_Document section_.
◇ ◇ ◇ ◇ ◇
Tuesday | August 8, 2006 | 12:00 AM
Gino

The wallpaper at Gino.

The restaurant Gino is renowned for its glossy red wallpaper, printed with slung arrows and leaping zebras, their white yellowed but stripes still vivid black. It’s like the pattern on the necktie of a crazy uncle, and probably as old. Until the post-6:00 p.m. dinner crowd began trickling in, I appeared to be the only diner there who hadn’t lived through World War II, which is when the restaurant opened.

Five people were already eating dinner when I arrived, or one for every member of the waitstaff, who talked among themselves against the far wall. The servers were dressed in starched gray tuxedo jackets with cuffs trimmed red, black bow ties and pants. They greeted by name several of the regular patrons, who were tight-faced women in big sunglasses, gorgon hair or Bloomingdale’s hats, and lots of rings. The men were dressed in knit shirts and sportscoats.

Bluebloods aside, loosened-tie neighborhood types drank at the polished wooden bar in front, and after awhile, additional younger people arrived to eat. A strange scene, although unless the draw is an ironic hipness to mingle with the elderly, it’s probably for the large menu and no-nonsense Italian food.

I had the stuffed zucchini, topped with finely chopped herbed meat, breaded, sauced, then draped with three stripes of mozzarella and broiled. Tasty! Post meal, my server brought out my espresso still in its old-fashioned aluminum moka pot and poured it for me.

Gino

  • 780 Lexington Ave. (between 60th and 61st Streets)
  • (212) 758-4466
  • Meal 27 of 52: stuffed zucchini ($14.50), glass of house red wine ($5.50) and an espresso ($3.50).
Monday | July 31, 2006 | 2:28 PM
Union Square Cafe

To avoid hassles with the public and the paparazzi, the Fancy Restaurant Club is loath to reveal the site of its outings too far in advance. Our resident calligrapher and messenger, Amanzio, has taken to writing the upcoming restaurant’s name on ornamental scrolls or small colored cards that he secrets away in the city, along with a series of cunning clues hidden elsewhere to lead the way. To learn the location of tonight’s outing, I was required to learn phonetic Belarusian, infiltrate the abandoned subway station at 91st Street, and at last, scale the locked gate of Gramercy Park late one humid night last week, to pluck a cream colored card from the hand of the Edwin Booth statue. In Amanzio’s steady script and iron-gall ink was written “Union Square Cafe.”
◇ ◇ ◇ ◇ ◇
_Items for pointing to objects in photos_.
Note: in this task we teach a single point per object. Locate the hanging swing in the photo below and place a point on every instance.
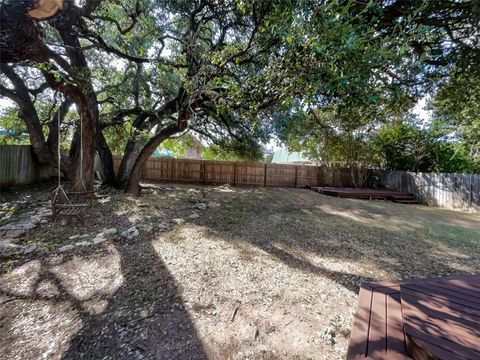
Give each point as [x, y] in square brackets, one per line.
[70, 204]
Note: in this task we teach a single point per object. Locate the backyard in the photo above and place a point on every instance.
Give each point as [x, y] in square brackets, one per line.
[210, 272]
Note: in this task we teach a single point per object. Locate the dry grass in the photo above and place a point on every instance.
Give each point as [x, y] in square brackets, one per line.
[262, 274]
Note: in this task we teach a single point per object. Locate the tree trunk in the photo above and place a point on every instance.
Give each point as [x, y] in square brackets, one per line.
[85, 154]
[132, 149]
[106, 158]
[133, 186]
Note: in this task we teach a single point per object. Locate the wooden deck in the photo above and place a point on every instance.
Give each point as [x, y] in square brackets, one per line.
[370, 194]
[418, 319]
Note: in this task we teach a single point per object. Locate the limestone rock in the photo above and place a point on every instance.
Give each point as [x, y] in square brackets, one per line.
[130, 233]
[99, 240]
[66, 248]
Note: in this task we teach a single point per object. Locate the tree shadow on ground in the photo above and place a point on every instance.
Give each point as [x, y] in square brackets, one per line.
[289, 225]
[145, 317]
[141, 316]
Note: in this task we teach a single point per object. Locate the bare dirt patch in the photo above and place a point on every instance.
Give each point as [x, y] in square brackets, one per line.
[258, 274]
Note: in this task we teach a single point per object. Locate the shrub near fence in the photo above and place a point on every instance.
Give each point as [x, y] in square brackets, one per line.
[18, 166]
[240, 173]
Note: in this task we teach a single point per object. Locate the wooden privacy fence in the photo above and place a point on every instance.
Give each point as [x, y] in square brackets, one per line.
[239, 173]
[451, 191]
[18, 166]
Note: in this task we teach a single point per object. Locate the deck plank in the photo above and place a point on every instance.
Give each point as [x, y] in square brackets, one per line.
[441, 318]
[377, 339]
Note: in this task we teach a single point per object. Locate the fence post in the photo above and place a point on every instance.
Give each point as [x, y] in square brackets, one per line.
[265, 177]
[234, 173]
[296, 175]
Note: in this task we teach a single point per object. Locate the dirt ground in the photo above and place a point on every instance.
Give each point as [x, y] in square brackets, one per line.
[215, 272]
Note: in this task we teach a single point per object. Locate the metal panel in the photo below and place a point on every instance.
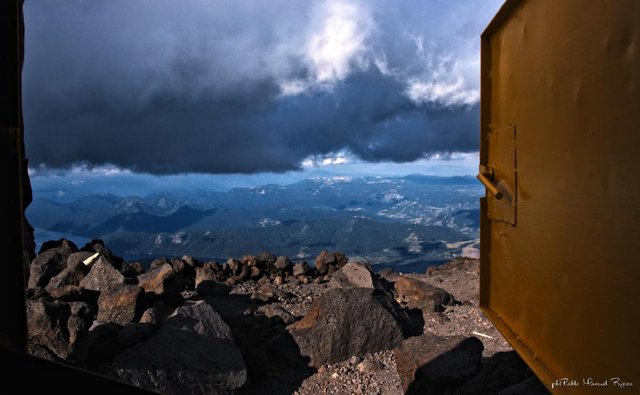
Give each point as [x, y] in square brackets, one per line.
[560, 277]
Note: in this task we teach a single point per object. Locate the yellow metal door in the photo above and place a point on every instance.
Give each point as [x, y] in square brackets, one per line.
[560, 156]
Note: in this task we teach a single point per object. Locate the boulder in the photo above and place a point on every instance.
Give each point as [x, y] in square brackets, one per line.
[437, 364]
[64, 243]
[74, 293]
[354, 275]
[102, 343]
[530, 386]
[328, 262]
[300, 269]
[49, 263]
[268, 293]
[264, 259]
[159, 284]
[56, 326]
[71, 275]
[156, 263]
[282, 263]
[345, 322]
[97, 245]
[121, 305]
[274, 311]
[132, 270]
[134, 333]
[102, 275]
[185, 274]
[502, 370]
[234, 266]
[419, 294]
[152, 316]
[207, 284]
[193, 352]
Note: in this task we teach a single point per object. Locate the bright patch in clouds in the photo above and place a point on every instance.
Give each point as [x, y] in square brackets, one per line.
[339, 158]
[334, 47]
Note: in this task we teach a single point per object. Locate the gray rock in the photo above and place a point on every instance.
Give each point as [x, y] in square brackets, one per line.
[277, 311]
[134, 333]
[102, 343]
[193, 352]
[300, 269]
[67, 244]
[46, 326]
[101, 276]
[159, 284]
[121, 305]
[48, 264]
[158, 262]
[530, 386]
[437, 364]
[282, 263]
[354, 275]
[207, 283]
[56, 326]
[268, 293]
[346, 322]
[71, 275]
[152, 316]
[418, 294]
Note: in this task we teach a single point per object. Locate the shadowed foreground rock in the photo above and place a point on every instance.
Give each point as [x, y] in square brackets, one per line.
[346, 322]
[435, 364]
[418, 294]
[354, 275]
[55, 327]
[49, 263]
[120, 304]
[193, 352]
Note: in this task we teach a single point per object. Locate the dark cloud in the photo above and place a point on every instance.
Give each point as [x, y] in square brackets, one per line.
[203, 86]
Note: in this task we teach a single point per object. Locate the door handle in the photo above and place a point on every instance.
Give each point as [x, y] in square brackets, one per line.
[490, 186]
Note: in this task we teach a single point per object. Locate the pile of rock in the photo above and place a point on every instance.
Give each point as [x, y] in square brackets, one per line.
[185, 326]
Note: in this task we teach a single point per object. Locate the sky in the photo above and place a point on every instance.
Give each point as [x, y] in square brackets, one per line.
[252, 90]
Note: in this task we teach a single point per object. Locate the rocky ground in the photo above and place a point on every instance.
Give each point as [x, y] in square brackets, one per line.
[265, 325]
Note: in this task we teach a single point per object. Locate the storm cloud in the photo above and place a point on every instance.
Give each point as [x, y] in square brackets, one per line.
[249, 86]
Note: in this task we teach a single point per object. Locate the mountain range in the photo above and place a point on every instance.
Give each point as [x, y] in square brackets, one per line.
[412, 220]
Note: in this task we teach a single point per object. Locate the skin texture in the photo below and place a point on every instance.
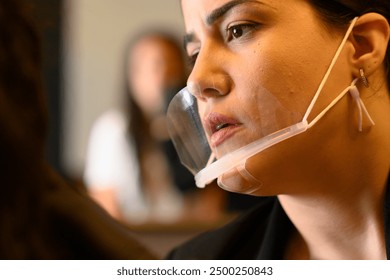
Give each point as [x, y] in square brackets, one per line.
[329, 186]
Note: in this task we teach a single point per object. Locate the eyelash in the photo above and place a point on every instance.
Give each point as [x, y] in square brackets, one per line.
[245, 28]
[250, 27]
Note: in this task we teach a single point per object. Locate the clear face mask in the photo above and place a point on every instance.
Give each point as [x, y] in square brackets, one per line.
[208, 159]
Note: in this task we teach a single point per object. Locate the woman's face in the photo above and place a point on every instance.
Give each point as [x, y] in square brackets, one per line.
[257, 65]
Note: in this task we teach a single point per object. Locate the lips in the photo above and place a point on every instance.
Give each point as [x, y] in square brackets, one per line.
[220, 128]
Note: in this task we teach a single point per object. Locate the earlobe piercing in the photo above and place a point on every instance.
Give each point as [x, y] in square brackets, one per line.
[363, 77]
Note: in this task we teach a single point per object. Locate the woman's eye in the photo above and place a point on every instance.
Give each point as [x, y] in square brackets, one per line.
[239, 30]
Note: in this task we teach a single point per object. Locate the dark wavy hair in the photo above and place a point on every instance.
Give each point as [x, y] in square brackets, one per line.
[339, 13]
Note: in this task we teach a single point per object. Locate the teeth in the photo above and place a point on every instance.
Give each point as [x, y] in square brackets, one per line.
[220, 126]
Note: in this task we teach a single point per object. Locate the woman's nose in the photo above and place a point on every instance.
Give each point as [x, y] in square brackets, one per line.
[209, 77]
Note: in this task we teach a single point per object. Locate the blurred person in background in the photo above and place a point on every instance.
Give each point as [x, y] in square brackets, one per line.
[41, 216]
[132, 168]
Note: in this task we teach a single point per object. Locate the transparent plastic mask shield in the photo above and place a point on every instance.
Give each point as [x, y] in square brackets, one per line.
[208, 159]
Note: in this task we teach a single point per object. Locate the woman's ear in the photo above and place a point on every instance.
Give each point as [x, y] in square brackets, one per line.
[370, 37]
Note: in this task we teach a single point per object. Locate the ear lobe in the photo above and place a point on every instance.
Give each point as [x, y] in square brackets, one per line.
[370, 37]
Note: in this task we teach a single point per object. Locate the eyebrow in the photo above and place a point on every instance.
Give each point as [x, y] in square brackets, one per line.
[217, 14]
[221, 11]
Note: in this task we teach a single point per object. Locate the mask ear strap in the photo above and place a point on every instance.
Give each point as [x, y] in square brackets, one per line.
◇ ◇ ◇ ◇ ◇
_Exercise details_. Repeat the restaurant posts word for word, between "I had the stuffed" and "and 61st Streets)", inclusive. The items have nothing to do with the restaurant posts.

_Task response_.
I had the stuffed zucchini, topped with finely chopped herbed meat, breaded, sauced, then draped with three stripes of mozzarella and broiled. Tasty! Post meal, my server brought out my espresso still in its old-fashioned aluminum moka pot and poured it for me.

Gino

  • 780 Lexington Ave. (between 60th and 61st Streets)